→ **Work instructions**
Duplicate the lines of the records between the line containing "The answer in" and the line containing "rough mask: <svg", inclusive.

[Stored data]
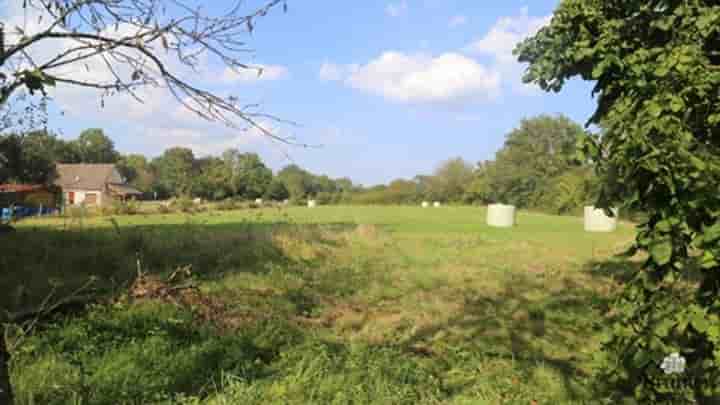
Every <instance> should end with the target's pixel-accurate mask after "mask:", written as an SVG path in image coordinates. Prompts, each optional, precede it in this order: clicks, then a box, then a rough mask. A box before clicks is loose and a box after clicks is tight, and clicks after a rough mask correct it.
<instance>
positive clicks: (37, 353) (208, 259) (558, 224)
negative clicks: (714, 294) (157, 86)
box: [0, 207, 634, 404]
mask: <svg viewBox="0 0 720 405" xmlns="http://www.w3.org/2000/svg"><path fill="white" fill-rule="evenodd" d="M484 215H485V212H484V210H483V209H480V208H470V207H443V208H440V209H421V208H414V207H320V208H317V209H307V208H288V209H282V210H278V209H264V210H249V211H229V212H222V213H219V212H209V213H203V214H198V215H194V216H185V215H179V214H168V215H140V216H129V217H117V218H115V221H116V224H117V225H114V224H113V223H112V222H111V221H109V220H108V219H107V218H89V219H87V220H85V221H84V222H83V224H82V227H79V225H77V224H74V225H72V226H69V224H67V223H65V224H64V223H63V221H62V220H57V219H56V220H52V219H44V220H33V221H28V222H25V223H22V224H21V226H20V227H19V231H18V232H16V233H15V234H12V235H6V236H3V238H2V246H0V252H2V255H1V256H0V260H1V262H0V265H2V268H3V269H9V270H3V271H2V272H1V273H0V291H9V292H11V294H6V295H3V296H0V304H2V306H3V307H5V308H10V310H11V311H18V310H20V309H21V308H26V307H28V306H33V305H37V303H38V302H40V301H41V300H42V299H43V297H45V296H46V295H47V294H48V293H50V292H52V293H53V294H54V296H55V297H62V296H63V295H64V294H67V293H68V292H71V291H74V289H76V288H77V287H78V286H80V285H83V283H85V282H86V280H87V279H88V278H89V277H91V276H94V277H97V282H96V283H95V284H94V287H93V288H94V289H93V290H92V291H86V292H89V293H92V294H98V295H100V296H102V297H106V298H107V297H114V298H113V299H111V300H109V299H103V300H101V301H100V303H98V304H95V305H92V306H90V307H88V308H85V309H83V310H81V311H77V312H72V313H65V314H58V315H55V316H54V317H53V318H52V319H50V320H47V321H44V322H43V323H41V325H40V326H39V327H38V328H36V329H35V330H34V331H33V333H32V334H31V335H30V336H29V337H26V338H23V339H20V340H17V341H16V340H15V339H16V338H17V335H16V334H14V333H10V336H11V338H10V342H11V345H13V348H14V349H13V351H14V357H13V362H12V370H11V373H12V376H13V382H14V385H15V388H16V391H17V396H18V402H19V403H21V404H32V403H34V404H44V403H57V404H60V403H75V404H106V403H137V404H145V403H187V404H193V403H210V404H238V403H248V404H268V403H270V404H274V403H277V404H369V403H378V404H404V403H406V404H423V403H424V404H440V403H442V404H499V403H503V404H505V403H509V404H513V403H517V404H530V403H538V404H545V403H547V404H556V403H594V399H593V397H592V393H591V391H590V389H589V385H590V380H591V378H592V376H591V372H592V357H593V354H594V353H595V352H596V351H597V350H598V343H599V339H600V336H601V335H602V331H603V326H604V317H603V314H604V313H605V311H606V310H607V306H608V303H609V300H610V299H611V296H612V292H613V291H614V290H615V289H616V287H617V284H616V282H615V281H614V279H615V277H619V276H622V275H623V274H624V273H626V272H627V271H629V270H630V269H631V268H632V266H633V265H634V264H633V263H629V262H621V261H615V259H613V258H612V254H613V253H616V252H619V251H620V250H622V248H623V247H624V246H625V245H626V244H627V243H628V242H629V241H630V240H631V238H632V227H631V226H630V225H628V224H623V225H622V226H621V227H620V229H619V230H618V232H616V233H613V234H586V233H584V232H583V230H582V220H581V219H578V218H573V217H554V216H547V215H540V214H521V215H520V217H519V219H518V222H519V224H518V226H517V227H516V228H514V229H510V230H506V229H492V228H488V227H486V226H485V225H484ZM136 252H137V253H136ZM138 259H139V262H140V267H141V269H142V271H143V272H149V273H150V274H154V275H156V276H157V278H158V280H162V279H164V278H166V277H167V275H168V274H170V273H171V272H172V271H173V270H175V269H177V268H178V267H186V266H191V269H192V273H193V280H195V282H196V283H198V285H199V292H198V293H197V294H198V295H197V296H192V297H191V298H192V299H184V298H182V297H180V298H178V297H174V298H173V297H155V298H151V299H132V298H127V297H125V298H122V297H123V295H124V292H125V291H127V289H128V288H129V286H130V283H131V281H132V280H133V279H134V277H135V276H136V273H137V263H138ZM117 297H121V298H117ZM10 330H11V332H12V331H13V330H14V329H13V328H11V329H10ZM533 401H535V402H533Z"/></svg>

---

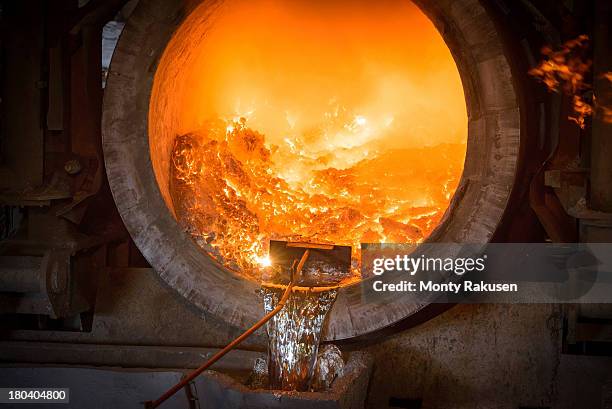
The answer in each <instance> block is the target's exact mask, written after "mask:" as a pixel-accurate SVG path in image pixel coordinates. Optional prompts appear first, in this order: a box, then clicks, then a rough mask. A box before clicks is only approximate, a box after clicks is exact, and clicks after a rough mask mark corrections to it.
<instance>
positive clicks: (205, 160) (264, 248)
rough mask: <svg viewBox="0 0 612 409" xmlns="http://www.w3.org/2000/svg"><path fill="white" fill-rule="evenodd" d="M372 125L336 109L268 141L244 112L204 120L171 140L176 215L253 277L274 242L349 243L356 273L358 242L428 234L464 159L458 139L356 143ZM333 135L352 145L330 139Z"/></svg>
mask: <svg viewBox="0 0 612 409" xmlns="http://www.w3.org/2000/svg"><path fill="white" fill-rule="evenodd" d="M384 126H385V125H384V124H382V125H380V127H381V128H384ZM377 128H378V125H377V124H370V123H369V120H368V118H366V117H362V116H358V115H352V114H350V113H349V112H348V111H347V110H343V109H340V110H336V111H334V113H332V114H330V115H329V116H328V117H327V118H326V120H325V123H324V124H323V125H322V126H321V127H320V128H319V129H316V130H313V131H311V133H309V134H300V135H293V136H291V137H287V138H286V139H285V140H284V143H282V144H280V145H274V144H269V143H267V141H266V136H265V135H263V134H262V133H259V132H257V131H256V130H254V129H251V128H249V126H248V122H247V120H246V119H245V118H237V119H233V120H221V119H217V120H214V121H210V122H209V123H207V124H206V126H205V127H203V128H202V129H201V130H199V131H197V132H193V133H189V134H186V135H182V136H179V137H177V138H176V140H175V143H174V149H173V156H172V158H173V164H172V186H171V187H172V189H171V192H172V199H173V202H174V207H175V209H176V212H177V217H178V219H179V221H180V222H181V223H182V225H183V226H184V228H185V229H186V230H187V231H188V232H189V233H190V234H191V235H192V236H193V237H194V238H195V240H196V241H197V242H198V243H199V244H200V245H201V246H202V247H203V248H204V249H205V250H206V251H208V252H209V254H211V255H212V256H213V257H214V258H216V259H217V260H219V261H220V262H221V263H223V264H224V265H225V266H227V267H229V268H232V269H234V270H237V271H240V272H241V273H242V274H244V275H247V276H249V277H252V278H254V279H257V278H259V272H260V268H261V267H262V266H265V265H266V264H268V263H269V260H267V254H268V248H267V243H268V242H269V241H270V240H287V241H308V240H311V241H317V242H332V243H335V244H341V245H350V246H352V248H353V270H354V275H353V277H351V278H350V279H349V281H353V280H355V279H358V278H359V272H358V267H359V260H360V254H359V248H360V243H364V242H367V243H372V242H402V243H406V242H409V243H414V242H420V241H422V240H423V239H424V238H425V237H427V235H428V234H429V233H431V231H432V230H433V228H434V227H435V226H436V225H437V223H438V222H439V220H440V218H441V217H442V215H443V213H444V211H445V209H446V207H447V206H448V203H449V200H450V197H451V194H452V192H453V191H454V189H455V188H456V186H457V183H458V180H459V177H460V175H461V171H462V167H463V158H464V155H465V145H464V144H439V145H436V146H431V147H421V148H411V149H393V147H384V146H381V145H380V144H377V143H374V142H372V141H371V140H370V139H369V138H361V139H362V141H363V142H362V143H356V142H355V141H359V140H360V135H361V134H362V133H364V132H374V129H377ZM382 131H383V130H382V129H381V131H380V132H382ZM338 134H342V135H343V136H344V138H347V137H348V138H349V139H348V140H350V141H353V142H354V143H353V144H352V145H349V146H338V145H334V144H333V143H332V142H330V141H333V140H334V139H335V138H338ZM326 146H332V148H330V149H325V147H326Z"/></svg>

→ **Solution for this task**
The answer in each <instance> block is the target's exact mask, written after "mask:" as a pixel-accurate SVG path in image pixel coordinates. Optional prompts appear first, in this order: a box, then clicks, then a rough mask. A box before clicks is only approximate, a box after clicks is exact, and clicks after a rough mask mark corrections to it.
<instance>
positive clicks: (205, 160) (264, 248)
rough mask: <svg viewBox="0 0 612 409" xmlns="http://www.w3.org/2000/svg"><path fill="white" fill-rule="evenodd" d="M372 125L336 109L268 141L244 112L204 120L171 140L176 215L253 277L274 242L349 243L356 273L358 242L428 234L464 159L458 139L356 143ZM333 135L352 145L330 139Z"/></svg>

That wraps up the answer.